Quoted text
Attorneys for Defendant

Upon the following papers numbered 1 to 29 read on this motion for dismissal and cross motion for leave to amend the complaint: Notice of Motion/ Order to Show Cause and supporting papers 1-15; Notice of Cross Motion and supporting papers 16-20 ; Answering Affidavits and supporting papers 21 -27 ; Replying Affidavits and supporting papers 28-29; Other __; (and after hearing counsel in support and opposed to the motion) it is,

ORDERED that defendant's motion pursuant to CPLR 3211 for an order dismissing the complaint is granted to the extent set forth herein, and is otherwise denied; and it is further

ORDERED that plaintiff's cross motion for leave to serve an amended complaint is denied.

Extracted records
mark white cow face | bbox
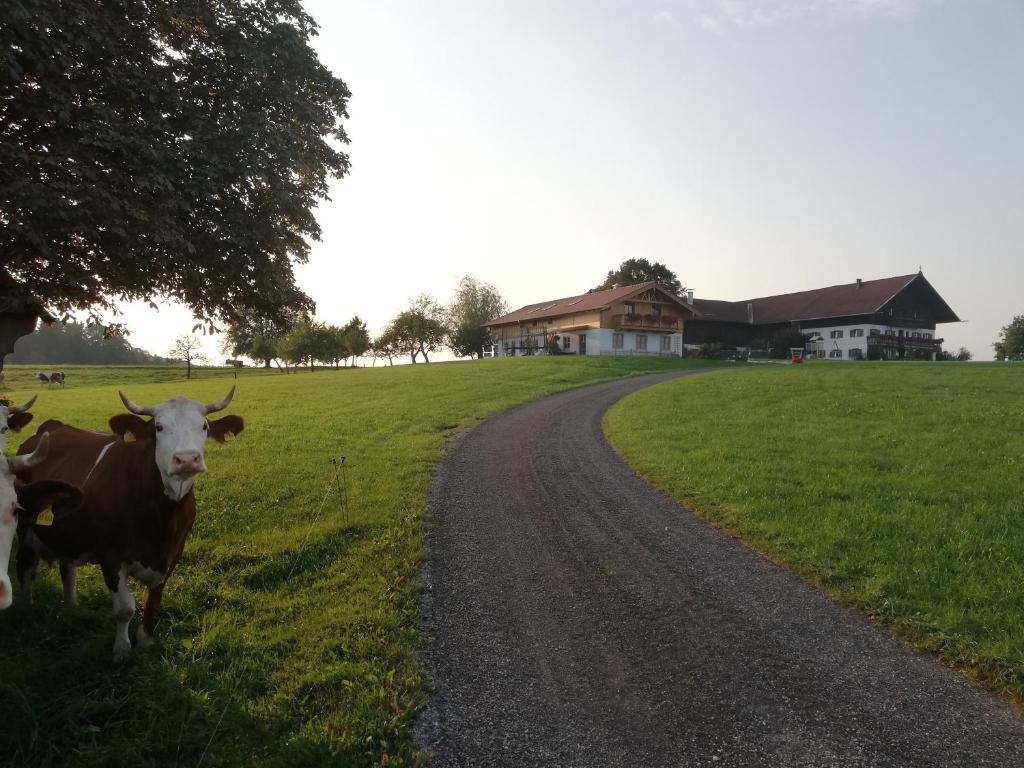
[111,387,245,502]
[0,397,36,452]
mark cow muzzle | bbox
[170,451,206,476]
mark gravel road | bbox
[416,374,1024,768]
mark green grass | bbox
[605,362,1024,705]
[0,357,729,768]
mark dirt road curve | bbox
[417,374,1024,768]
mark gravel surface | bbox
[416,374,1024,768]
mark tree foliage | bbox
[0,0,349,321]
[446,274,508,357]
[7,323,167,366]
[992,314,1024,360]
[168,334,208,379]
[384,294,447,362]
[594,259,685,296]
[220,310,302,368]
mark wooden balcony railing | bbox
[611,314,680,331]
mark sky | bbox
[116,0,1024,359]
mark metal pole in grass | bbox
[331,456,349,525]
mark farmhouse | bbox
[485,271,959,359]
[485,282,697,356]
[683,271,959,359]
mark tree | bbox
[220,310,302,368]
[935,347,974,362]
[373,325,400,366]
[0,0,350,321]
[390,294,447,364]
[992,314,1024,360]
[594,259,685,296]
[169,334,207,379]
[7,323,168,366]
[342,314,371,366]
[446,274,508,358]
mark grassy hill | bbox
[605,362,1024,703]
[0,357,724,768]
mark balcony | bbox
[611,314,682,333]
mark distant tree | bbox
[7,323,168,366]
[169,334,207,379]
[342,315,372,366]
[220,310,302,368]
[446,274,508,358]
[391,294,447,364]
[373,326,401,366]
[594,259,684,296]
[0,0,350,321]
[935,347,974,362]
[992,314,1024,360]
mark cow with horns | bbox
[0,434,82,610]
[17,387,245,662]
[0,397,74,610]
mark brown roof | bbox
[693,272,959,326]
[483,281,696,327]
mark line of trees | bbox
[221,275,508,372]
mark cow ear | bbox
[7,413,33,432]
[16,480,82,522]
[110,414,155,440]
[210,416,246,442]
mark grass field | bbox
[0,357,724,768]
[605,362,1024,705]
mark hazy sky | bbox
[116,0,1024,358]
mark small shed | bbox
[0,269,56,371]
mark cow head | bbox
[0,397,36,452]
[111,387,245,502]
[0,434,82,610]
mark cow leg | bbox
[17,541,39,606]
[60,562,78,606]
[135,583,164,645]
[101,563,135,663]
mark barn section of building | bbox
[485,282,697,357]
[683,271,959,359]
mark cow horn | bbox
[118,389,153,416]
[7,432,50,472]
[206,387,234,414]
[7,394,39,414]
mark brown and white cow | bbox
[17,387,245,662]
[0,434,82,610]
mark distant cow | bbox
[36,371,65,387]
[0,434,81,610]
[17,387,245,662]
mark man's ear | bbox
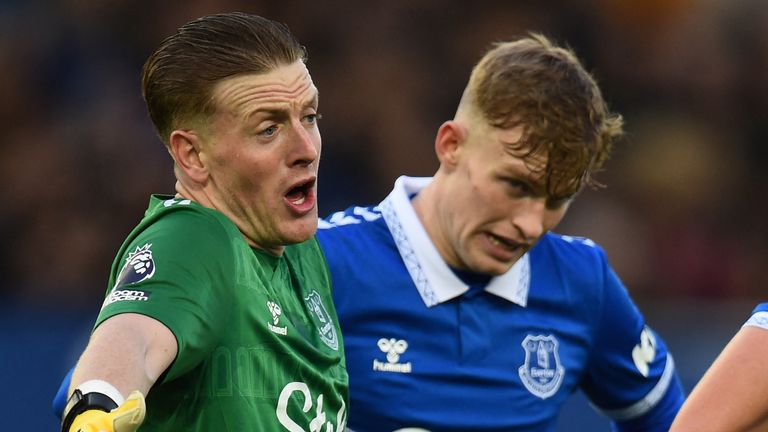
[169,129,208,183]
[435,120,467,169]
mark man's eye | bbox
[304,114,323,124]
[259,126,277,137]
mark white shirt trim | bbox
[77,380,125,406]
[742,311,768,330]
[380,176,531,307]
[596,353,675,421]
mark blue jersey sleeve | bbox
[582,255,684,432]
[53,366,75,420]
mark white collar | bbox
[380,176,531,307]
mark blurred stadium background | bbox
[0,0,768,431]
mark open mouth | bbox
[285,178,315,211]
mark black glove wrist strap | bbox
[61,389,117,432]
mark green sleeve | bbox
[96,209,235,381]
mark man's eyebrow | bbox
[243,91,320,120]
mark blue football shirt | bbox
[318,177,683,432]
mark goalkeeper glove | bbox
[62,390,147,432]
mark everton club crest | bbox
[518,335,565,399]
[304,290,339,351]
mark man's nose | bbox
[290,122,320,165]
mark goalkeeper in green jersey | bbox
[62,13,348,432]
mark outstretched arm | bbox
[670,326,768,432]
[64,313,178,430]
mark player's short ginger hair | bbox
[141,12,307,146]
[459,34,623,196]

Given task
Answer these questions about the court order:
1. Which numbers were given to the Notice of Cross Motion and its supporting papers?
2. Under which CPLR provision did the defendant seek dismissal of the complaint?
3. How did the court rule on the plaintiff's cross motion for leave to serve an amended complaint?

Solution for this exercise
1. 16-20
2. CPLR 3211
3. It was denied.